Pointing data excerpts =>
+-------+

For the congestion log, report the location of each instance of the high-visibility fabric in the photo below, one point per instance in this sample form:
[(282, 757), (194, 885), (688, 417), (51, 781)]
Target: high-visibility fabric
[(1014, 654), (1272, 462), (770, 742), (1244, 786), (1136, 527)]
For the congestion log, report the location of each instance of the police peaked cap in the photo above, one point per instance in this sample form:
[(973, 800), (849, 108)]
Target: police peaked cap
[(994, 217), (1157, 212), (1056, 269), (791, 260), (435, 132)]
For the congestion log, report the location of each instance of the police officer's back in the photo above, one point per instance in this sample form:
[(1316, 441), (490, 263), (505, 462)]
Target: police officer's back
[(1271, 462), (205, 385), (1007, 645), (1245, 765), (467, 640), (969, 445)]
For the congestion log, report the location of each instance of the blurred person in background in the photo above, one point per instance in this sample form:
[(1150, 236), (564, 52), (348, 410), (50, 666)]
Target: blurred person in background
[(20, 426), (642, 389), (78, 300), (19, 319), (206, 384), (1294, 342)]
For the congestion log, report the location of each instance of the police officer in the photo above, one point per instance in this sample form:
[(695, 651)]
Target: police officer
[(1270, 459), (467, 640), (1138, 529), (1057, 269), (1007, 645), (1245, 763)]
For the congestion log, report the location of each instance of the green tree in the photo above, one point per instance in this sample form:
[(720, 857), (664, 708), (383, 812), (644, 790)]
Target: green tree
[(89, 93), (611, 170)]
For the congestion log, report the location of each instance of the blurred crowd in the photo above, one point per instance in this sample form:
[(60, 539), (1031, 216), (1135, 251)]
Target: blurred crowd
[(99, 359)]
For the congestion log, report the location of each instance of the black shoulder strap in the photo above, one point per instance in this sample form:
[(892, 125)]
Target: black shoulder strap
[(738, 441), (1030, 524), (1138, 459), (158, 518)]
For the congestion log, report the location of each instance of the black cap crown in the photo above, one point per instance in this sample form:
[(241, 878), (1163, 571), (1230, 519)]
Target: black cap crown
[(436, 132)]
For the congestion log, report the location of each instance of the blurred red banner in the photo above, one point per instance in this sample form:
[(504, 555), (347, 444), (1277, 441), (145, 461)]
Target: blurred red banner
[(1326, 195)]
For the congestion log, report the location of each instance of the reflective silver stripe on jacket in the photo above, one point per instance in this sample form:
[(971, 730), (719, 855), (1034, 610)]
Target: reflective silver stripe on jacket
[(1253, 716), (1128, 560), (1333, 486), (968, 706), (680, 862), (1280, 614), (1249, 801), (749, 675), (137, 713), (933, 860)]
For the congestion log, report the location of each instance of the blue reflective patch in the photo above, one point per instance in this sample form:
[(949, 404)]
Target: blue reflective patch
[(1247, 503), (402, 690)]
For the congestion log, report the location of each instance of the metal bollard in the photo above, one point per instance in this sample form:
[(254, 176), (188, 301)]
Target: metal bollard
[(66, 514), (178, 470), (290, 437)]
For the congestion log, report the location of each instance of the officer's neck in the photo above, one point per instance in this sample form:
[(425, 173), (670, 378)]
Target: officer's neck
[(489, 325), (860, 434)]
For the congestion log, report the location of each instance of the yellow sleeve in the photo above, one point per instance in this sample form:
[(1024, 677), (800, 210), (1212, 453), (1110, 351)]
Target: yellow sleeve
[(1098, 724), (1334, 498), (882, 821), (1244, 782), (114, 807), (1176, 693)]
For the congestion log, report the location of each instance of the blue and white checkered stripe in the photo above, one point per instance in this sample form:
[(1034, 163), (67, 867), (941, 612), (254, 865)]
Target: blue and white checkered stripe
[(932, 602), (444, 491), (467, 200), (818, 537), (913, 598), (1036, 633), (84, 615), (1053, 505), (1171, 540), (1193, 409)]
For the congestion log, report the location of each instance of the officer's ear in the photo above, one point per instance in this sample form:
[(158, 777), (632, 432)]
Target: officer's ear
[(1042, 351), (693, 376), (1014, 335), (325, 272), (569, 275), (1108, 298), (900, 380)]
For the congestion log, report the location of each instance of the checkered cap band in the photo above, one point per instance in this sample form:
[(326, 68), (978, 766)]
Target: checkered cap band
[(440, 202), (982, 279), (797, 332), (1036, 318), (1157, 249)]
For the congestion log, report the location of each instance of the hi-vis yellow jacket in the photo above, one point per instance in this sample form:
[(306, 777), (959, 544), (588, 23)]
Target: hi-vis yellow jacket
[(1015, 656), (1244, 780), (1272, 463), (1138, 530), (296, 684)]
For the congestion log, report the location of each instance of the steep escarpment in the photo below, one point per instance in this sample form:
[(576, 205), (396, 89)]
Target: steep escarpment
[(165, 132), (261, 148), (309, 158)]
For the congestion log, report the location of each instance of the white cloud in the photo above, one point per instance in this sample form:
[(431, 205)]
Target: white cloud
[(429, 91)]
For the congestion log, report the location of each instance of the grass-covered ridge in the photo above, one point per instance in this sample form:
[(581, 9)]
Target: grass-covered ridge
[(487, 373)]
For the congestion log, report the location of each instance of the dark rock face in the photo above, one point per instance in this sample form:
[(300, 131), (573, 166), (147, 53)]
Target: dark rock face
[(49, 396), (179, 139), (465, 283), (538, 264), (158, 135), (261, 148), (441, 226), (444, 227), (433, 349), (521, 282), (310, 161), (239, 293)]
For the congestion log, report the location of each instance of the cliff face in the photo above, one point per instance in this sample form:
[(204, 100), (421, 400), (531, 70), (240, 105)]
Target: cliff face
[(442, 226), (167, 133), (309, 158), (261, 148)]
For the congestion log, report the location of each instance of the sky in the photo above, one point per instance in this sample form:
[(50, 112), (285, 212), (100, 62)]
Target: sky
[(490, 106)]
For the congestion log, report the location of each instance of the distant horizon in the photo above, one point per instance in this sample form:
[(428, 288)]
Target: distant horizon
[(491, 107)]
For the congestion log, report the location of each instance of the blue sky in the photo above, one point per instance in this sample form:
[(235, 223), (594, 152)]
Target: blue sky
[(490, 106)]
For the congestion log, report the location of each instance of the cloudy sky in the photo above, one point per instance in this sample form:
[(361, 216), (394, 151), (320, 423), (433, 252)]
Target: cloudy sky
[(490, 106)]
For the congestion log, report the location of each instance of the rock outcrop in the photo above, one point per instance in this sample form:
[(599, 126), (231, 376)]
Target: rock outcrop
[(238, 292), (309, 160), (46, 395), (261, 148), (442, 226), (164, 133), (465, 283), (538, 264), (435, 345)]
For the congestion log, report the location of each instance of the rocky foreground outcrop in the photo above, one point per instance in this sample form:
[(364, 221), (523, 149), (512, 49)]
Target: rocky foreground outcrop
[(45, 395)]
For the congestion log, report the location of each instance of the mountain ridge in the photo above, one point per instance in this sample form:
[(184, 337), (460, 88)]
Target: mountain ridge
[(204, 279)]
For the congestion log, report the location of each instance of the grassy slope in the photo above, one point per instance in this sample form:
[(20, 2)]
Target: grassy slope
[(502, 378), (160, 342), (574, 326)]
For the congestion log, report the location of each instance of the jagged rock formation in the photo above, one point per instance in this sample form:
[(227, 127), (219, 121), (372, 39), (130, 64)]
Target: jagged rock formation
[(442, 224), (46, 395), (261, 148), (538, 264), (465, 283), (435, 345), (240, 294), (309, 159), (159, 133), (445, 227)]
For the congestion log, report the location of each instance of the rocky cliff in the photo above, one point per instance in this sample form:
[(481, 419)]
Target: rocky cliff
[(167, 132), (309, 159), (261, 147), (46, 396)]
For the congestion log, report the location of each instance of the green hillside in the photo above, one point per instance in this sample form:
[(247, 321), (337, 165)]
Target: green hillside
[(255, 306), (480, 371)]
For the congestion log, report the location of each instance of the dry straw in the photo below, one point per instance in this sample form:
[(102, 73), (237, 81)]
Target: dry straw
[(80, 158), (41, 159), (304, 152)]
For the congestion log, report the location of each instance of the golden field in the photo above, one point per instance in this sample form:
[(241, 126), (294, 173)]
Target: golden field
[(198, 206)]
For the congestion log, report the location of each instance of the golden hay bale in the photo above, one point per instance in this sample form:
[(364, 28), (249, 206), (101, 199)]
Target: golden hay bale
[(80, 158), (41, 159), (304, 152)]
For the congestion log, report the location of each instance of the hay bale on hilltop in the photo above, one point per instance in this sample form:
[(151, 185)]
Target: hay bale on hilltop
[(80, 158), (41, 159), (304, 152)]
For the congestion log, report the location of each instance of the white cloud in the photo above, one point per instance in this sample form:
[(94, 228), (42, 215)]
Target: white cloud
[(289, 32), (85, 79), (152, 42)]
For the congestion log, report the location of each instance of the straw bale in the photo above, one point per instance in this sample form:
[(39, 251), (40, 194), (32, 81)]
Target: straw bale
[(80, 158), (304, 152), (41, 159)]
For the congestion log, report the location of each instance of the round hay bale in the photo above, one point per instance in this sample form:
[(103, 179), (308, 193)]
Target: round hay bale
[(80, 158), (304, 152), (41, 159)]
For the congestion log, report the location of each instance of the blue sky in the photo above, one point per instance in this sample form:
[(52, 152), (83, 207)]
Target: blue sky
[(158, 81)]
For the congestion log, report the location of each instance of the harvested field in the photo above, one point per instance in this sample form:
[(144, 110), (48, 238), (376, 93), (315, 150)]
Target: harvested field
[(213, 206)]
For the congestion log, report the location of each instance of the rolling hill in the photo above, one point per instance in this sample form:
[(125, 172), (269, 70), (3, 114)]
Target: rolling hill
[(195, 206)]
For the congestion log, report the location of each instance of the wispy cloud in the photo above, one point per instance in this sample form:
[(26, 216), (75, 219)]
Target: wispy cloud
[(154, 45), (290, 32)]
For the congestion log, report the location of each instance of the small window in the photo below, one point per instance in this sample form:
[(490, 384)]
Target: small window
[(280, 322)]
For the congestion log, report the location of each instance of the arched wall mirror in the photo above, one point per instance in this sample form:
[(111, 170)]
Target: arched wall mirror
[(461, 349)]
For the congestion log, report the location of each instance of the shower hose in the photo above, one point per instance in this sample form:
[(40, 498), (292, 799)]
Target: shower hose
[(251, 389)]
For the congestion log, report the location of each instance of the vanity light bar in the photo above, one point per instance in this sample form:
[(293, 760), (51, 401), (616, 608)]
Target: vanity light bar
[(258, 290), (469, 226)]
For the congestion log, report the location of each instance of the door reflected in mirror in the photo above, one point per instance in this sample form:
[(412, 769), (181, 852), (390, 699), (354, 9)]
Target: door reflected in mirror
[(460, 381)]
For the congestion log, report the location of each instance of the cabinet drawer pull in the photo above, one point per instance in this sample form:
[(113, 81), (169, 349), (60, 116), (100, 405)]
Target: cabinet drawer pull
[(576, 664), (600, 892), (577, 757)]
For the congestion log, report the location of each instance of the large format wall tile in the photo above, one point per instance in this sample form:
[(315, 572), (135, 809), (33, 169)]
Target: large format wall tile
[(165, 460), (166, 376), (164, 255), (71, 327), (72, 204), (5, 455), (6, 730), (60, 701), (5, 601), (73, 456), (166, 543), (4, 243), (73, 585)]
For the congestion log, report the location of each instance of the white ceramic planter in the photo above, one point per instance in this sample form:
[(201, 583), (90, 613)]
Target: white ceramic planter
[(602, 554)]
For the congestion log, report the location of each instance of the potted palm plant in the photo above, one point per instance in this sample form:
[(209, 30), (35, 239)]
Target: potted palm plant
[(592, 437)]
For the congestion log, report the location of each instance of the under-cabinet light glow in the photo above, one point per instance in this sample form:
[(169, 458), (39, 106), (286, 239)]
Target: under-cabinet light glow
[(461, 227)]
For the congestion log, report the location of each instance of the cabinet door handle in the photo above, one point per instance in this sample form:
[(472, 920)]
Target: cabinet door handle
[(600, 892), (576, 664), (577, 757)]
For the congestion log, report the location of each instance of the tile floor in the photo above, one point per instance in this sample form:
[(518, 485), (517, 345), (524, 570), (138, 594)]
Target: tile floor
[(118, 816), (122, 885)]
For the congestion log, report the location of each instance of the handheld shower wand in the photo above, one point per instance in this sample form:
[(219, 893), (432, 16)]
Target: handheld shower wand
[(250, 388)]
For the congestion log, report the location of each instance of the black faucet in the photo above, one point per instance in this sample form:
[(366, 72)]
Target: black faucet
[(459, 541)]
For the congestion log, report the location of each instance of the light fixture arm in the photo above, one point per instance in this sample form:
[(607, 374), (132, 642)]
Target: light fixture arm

+-------+

Task goal =>
Rewrite the lines from the one with "the blurred red" to the one with "[(1326, 195)]", swapping "banner" for "flag" and leaving everything else as it is.

Written answer =>
For the congestion log, report the location of each instance of the blurred red flag in the photo above, one point per instance in this sample form:
[(504, 555), (347, 444), (1277, 441), (145, 461)]
Target: blurred red flag
[(1326, 195)]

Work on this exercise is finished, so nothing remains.